- Aufgaben -
**A.** Wohin wurde Josef laut dem Auszug nach halbjähriger Haft geschickt?
**B.** Erläutern Sie anhand des Auszugs, warum Josef am 24. Dezember 1959 von der Stasi verhaftet wurde.

- Ausgewählter Auszug -

______

1950 kündigte er den Dienst bei der Polizei, legte seine Begabtenprüfung ab und begann ein Studium der Russischen Sprache an der Karl-Marx-Universität Leipzig. Josef holte seine Eltern, die aus ihrer Heimat vertrieben waren, nach Leipzig und hatte ein eheähnliches Verhältnis.
Mitte 1951 wurde er in Berlin vom MfS verhaftet, dem MWD (später KGB) übergeben und nach halbjähriger Haft in ein Lager bei Workuta geschickt. Die Anklage lautete auf Geheimnisverrat und antisowjetische Tätigkeit. Von Workuta aus wurde er 1953 in das Übergangslager Tapiau geschickt und Ende 1953 entlassen. Da sein Verbleib nicht bekannt war, wurde Josef, wegen des Verdachtes auf Republikflucht, aus der SED ausgeschlossen und von der Universität exmatrikuliert.
Josef ging nach der Entlassung wieder nach Leipzig, lernte dort seine spätere Frau kennen, die in Untermiete bei seinen Eltern wohnte, und machte sich als Dolmetscher und Übersetzer selbständig. Mit Kollegen zusammen gründete er einen erfolgreichen Übersetzerbetrieb. Einige seiner Kollegen waren, wie er, inoffizielle Mitarbeiter des KGB. Dies legt nahe, dass der Betrieb vom KGB unterstützt wurde. Somit war es möglich Großaufträge zu akquirieren, die normalerweise nur an staatliche Betriebe vergeben wurden. Dieser Betrieb war aber zu erfolgreich und machte dem staatlichen Übersetzerbetrieb Konkurrenz. Deshalb wurde Josef am 24. Dezember 1959 von der Stasi verhaftet, ohne Verfahren mehrere Monate eingesperrt und der Betrieb wurde verstaatlicht. Hier endete auch die Zusammenarbeit mit dem KGB.

______

[Einträge aus einem Datensatz]
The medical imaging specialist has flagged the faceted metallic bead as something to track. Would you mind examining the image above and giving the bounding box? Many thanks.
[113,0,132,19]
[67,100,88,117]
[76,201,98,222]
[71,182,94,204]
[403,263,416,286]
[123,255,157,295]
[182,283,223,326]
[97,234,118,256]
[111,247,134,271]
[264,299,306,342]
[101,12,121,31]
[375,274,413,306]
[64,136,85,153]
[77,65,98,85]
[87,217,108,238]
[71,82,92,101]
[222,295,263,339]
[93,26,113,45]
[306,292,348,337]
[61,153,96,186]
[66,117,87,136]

______

- Ihre Antworten -
**A.** In ein Lager bei Workuta.

**B.** Sein Übersetzerbetrieb war zu erfolgreich und machte dem staatlichen Übersetzerbetrieb Konkurrenz. Deshalb wurde er verhaftet, und der Betrieb wurde verstaatlicht.